PROMPT ▸ List every person that the telephone memorandum below refers to by surname.

DOCUMENT TEXT ▸
+ + + +

740.00119 Control (Italy)/5–345
Memorandum of Telephone Conversation, by the Acting Secretary of State
Secretary Stimson telephoned me this morning with respect to the Trieste matter. He said he wished to see whether his feeling regarding the military procedure to be followed corresponded with mine. The Secretary stated that he had read Tito’s answer to Alexander7 and that he was familiar, from the preceding messages, with Alexander’s original conception and the War Department’s telegram Fan 536 of April 28 which gave the policy of the Department and now [Page 1134] he had read Tito’s answer to Alexander which showed that Tito claimed the right of operating the area which, under the State Department’s directive, we were told to hold during the war and until the peace conference. Tito’s telegram says that in all of the operations of the troops our military and civil authorities were naturally due to function in a very dangerous situation as far as contact was concerned. He said that they were in actual touch and there was one commander under one general directive faced with the warning of the other that he proposes that his military and civil authorities shall continue to function, where Alexander is told that he must prepare for ours. The Secretary said that, in the meantime, he understood we had tried to get Harriman to make a joint appeal to the Russians with the British and that he hadn’t yet even got the British to join with him, and suggested, from the letter I had showed him to the President yesterday, that there was some likelihood that the British would hold back on that a little. I said to Secretary Stimson that that might be true. The Secretary stated that Tito had admitted that Alexander would be free to send troops in and to protect their lines of communication. Secretary Stimson went on to say that that is, of course, strictly military as distinguished from the political problem. He added that so far as the military position was concerned he thought it ought to be clear that Alexander could act in his discretion under the general directive not to get into a row, adding that it was in his discretion to see how far he could get into occupied territory. He said that this was not, of course, a safe situation but a very explosive one.

+ + + +

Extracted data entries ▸
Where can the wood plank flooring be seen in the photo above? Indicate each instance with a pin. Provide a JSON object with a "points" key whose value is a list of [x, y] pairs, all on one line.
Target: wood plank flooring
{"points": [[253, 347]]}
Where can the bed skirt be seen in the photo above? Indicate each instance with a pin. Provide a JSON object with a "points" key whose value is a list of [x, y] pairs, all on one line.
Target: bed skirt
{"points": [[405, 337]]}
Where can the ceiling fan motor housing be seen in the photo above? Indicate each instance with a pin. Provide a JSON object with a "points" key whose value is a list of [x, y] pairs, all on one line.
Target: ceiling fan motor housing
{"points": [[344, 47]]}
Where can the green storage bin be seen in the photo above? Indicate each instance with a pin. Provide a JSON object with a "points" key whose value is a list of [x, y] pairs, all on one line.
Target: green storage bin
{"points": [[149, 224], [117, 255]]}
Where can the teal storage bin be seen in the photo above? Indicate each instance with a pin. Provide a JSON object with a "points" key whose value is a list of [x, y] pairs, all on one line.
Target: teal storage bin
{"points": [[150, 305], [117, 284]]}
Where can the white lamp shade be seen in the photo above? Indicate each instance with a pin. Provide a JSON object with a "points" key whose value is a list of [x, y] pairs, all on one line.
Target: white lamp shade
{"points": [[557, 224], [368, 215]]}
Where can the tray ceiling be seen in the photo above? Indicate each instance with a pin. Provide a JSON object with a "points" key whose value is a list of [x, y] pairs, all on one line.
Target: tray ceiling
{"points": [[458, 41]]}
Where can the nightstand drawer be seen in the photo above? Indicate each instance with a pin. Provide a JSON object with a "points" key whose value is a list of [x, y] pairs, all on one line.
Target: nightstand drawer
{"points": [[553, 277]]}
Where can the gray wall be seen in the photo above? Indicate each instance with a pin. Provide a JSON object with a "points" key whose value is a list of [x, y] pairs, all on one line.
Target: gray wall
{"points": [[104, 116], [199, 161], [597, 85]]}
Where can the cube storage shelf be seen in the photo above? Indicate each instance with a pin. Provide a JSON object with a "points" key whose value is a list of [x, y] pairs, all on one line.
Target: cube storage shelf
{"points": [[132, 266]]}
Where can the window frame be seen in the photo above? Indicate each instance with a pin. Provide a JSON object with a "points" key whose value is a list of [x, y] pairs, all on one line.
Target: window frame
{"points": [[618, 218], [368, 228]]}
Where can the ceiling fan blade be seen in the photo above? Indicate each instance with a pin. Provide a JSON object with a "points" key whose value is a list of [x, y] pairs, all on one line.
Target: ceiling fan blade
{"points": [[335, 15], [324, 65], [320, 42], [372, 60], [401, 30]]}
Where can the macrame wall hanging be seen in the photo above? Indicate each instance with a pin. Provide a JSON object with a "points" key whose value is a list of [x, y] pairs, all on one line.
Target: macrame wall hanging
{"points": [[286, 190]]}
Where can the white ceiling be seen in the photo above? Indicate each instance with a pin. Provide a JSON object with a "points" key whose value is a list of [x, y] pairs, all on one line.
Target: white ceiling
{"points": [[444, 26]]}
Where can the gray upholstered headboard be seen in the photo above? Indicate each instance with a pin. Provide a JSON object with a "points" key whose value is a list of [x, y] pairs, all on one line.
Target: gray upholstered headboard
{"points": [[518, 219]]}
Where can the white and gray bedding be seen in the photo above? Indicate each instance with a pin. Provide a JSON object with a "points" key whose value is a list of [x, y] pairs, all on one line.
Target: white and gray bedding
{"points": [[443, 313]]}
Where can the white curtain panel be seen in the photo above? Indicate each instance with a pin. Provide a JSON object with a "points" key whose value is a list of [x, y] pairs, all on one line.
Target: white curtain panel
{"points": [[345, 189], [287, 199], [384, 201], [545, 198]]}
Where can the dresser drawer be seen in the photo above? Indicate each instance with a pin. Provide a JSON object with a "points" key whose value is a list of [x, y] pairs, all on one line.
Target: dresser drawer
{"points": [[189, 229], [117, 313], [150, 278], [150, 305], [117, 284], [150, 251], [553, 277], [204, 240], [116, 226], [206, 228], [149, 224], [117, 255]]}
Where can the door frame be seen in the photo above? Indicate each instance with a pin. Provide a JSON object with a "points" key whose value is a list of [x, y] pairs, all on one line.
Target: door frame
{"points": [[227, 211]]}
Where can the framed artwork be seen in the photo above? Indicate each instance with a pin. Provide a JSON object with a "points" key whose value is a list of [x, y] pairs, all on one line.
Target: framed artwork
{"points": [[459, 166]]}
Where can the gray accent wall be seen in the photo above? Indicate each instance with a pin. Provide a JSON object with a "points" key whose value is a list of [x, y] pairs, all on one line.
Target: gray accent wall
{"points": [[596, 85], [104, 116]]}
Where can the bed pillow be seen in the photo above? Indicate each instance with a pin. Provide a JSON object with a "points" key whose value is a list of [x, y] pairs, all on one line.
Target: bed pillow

+ + + +

OUTPUT ▸ Stimson, Tito, Alexander, Harriman